DATA FOR THIS TASK:
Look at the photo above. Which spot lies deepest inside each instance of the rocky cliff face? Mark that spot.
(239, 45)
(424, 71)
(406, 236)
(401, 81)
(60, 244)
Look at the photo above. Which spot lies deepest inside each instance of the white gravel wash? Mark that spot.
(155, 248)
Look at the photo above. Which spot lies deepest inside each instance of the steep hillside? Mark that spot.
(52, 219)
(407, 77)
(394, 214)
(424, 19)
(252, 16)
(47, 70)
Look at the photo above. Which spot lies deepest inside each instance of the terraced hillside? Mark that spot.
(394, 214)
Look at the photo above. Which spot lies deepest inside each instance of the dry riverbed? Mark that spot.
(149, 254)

PROBLEM: Find the line with "steep hillside? Mark that spot." in the listing. Reproduce it and all the lines after it, exactly, through the last line.

TASK SOLUTION:
Look at the photo above. Which spot lies deepest inside each instance of the steep hillside? Mark that spot.
(52, 219)
(407, 77)
(394, 214)
(424, 19)
(252, 16)
(47, 70)
Look at the photo above. Which spot lies deepest inside each instance of the terraced hillside? Mark that spot.
(394, 214)
Look at the photo above. Which spot lies deepest inside each instance of the dry riverbed? Mark that spot.
(149, 254)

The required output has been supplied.